Update every item below by replacing "What to find" with "Target" wherever it occurs, keeping everything else the same.

Listed entries.
══════════

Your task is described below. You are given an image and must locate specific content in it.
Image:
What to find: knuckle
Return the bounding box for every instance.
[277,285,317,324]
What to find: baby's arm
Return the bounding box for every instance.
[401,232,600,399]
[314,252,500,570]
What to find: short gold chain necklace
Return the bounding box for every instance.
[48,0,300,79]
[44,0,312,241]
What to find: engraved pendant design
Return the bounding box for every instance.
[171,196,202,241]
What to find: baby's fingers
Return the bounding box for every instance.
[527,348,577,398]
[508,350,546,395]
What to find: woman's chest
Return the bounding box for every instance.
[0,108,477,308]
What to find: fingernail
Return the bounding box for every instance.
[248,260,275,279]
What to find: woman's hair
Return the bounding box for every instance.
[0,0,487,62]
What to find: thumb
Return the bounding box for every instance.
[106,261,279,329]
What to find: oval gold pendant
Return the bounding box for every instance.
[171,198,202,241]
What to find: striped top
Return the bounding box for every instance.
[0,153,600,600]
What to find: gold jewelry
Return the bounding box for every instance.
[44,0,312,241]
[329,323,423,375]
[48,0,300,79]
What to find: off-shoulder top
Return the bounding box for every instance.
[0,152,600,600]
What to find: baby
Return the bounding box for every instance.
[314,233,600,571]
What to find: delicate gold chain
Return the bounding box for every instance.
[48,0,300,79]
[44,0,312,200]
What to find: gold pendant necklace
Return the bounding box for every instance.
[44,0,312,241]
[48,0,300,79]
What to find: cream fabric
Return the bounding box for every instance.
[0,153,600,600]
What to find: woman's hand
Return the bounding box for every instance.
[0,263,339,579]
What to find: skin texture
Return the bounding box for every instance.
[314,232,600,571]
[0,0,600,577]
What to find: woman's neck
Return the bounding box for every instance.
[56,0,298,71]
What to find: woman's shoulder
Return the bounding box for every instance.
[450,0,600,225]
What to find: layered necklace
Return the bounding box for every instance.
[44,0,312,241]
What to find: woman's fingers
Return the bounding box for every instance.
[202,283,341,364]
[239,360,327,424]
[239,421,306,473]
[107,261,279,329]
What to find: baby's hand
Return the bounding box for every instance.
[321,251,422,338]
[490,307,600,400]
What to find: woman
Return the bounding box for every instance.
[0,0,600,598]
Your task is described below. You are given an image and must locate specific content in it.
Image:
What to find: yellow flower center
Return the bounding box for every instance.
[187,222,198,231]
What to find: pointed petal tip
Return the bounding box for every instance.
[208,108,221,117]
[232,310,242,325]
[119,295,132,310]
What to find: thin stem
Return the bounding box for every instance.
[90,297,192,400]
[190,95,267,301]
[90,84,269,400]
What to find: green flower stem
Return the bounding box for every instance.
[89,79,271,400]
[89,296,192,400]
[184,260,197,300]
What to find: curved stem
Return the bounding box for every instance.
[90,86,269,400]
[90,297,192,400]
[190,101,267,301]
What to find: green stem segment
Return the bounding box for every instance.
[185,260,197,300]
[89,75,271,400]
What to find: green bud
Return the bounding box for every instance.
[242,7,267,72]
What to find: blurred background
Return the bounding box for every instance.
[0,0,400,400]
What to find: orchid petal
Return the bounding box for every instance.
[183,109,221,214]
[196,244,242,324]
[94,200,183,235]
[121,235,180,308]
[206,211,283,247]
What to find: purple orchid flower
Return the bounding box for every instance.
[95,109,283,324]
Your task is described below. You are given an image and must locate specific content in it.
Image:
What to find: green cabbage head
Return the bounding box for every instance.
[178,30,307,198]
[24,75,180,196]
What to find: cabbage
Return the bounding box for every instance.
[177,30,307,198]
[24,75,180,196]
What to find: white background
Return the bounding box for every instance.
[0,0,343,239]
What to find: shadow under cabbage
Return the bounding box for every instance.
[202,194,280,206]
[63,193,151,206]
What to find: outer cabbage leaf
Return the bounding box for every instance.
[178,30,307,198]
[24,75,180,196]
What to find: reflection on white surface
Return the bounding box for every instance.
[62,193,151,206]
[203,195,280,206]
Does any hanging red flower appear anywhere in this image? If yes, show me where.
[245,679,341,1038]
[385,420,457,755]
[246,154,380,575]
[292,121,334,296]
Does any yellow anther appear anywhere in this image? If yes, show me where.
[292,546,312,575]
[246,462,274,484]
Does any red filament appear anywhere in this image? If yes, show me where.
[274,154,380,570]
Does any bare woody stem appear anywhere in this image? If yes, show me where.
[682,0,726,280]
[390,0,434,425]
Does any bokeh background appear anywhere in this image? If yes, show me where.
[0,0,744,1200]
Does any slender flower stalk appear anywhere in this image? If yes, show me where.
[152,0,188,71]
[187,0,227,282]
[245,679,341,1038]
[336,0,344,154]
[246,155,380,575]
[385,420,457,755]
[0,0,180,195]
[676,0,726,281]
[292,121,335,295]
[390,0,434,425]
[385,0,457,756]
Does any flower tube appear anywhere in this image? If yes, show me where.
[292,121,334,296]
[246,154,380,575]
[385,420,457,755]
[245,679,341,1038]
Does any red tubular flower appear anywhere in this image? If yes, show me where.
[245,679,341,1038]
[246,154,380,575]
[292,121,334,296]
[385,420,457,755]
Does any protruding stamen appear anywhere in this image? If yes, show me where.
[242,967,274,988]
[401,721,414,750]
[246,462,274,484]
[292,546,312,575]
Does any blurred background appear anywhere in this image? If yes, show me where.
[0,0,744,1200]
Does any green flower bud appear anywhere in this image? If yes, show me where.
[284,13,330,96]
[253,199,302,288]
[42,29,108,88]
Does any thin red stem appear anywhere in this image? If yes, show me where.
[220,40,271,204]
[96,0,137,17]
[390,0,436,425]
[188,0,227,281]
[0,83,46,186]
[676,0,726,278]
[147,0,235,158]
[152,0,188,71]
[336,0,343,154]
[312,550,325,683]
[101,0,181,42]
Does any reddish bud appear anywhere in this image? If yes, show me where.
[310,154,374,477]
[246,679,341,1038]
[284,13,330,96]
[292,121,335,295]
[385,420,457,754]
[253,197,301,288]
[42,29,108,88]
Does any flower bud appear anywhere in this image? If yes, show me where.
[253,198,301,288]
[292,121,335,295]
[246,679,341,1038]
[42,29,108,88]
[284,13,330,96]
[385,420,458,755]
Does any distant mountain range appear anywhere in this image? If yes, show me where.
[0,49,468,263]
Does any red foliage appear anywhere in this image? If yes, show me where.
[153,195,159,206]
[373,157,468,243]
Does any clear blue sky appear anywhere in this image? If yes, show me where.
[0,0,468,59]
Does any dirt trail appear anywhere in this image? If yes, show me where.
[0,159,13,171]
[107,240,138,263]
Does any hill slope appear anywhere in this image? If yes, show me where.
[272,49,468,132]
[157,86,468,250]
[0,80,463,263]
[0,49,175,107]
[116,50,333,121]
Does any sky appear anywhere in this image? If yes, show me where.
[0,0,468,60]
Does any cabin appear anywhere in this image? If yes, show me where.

══════════

Exercise solution.
Your task is described below. You are given an image and must locate specific content in it.
Image:
Target: knuckle
Return the bounding box for every instance.
[277,285,317,324]
Target: baby's arm
Return the bounding box for every instance.
[401,232,600,399]
[314,252,500,570]
Target: short gold chain necklace
Return the bounding box for every instance.
[48,0,300,79]
[44,0,312,241]
Target: engraved pendant design
Return the bounding box for every instance.
[171,196,202,241]
Target: baby's fingers
Return the bounding box for every instance.
[527,348,577,398]
[508,350,546,395]
Target: woman's chest
Return the bounding box for every instance.
[0,108,477,308]
Target: fingernail
Return the bounding box for every instance.
[248,260,275,279]
Target: woman's hair
Return the bounding box for every instance.
[0,0,487,62]
Target: thumb
Return the bounding box for every instance.
[106,261,279,329]
Target: oval gold pendant
Return the bounding box for every instance.
[171,198,202,241]
Target: striped top
Return the bounding box for every instance.
[0,153,600,600]
Target: gold jewelry
Return the bounding box for every instance.
[44,0,312,241]
[329,323,423,375]
[48,0,300,79]
Target: off-shoulder top
Return the bounding box for every instance.
[0,152,600,600]
Target: baby
Return the bounding box for every instance.
[314,233,600,571]
Target: delicate gold chain
Return the bounding box for every instance.
[48,0,300,79]
[44,0,312,200]
Target: gold pendant necklace
Return the bounding box for every instance.
[44,0,312,241]
[48,0,300,79]
Target: cream fabric
Return the bounding box for every instance.
[0,153,600,600]
Target: woman's hand
Return the bounding box for every instance.
[0,263,339,579]
Target: skin texture
Return the bounding box for every instance.
[314,232,600,571]
[0,0,600,577]
Target: woman's neck
Return the bounding box for every instance.
[56,0,298,71]
Target: woman's shoulder
Return the bounding box for every instance.
[450,0,600,225]
Target: layered necklace
Return the bounding box for every instance.
[44,0,312,241]
Target: woman's fingers
Return the bounding box for every instance.
[202,283,341,364]
[239,360,327,424]
[239,421,306,473]
[107,261,279,329]
Target: baby's hand
Return the bounding box for every instance.
[321,251,422,338]
[490,307,600,400]
Target: woman
Return the bounding box for every instance.
[0,0,600,598]
Your task is described below. You are given an image and must locate specific content in it.
Image:
Target: yellow flower center
Return the bounding box for every instance.
[187,222,198,231]
Target: pointed petal tip
Return the bounding box for every instance.
[208,108,221,117]
[232,310,242,325]
[119,295,132,310]
Target: thin stem
Return the bounding box for every instance.
[90,297,192,400]
[190,95,267,301]
[90,84,269,400]
Target: green flower stem
Return the bounding box for every instance.
[89,79,271,400]
[89,296,192,400]
[184,260,197,300]
Target: curved stem
Return the bounding box for every instance.
[90,86,269,400]
[90,297,192,400]
[190,101,267,301]
Target: green stem segment
Return the bounding box for every instance.
[185,260,197,300]
[89,75,271,400]
Target: green bud
Return the bounding box for every instance.
[242,7,267,72]
Target: blurred background
Return the bounding box for every instance.
[0,0,400,400]
Target: orchid petal
Return the bounding box for every instance.
[183,109,221,214]
[196,244,242,324]
[94,200,183,235]
[121,235,180,308]
[206,211,283,247]
Target: purple orchid flower
Return the bounding box for every instance.
[95,109,283,324]
Your task is described below. You are given an image and must locate specific content in it.
Image:
Target: green cabbage head
Return the bounding box for every instance.
[178,30,307,198]
[24,75,180,196]
Target: cabbage
Return the bounding box for every instance.
[177,30,307,198]
[24,75,180,196]
Target: white background
Return the bounding box for every instance.
[0,0,343,239]
Target: shadow under cabbage
Return the bounding box for every instance.
[202,194,280,206]
[63,193,151,206]
Target: outer cabbage leaf
Return the bounding box for every instance.
[178,30,307,198]
[24,75,180,196]
Target: reflection on white surface
Return the bounding box for every instance.
[62,193,151,206]
[203,195,280,206]
Does any hanging red flower appear anywhere in this image? If yes, show me where.
[245,679,341,1038]
[385,420,457,755]
[246,154,380,575]
[292,121,334,296]
Does any yellow anther appear anywhere in this image? If yes, show me where.
[292,546,312,575]
[246,462,274,484]
Does any red filament appear anywhere in this image? If yes, show me where.
[274,154,380,570]
Does any bare woody stem appear anywhere in this image? If yes, show me where.
[682,0,726,280]
[390,0,434,425]
Does any bokeh background appear anywhere in this image? If yes, show me where.
[0,0,744,1200]
Does any slender flower stalk appear anywhere in this image? If yes, show me where.
[152,0,188,71]
[187,0,227,282]
[245,679,341,1038]
[336,0,344,154]
[246,155,380,575]
[385,420,457,755]
[0,0,180,195]
[676,0,726,281]
[292,121,335,295]
[390,0,434,425]
[385,0,457,756]
Does any flower tube appear anywhere in this image? If yes, show me where.
[292,121,334,296]
[246,154,380,575]
[385,420,457,755]
[245,679,341,1038]
Does any red tubular flower appear anywhere in this image? If yes, show me where.
[245,679,341,1038]
[246,154,380,575]
[292,121,334,296]
[385,420,457,755]
Does any protruding stamen appear anywhere in this image? If yes, show me where.
[242,967,274,988]
[401,721,414,750]
[246,462,274,484]
[292,546,312,575]
Does any blurred background appear anywhere in this image? If yes, show me where.
[0,0,744,1200]
Does any green flower bud appear anywhere in this image? If yes, show me where.
[284,13,330,96]
[253,199,302,288]
[42,29,108,88]
Does any thin red stem appear anywhere in this image? If yes, show me where.
[220,40,271,204]
[96,0,137,17]
[390,0,436,425]
[188,0,227,281]
[0,83,46,186]
[676,0,726,278]
[147,0,235,158]
[152,0,188,71]
[336,0,343,154]
[312,550,325,683]
[101,0,181,42]
Does any reddish bud appear anywhere in this image? If yes, show me where.
[310,154,374,477]
[246,679,341,1038]
[284,13,330,96]
[292,121,335,295]
[385,420,457,754]
[253,197,301,288]
[42,29,108,88]
Does any flower bud appear anywhere in this image? If yes, show me where.
[253,198,301,288]
[292,121,335,295]
[246,679,341,1038]
[42,29,108,88]
[284,13,330,96]
[385,420,458,755]
Does any distant mountain range appear anywhere in this image? If yes, show me where.
[0,49,468,263]
Does any red foliage appear anywhere in this image? If yes, show me where.
[153,195,159,206]
[373,157,468,243]
Does any clear blue sky appear anywhere in this image? If yes, show me where.
[0,0,468,59]
Does any dirt trail appear anywhere in this image? If yes, show me where.
[0,159,13,171]
[107,240,138,263]
Does any hill slope appear anywhere in this image? If yes, show me where.
[272,49,468,132]
[157,86,468,250]
[0,80,463,263]
[0,49,175,107]
[116,50,333,121]
Does any sky appear anywhere in this image? If yes, show me where.
[0,0,468,60]
Does any cabin appear anywhere in this image? If yes, show me where.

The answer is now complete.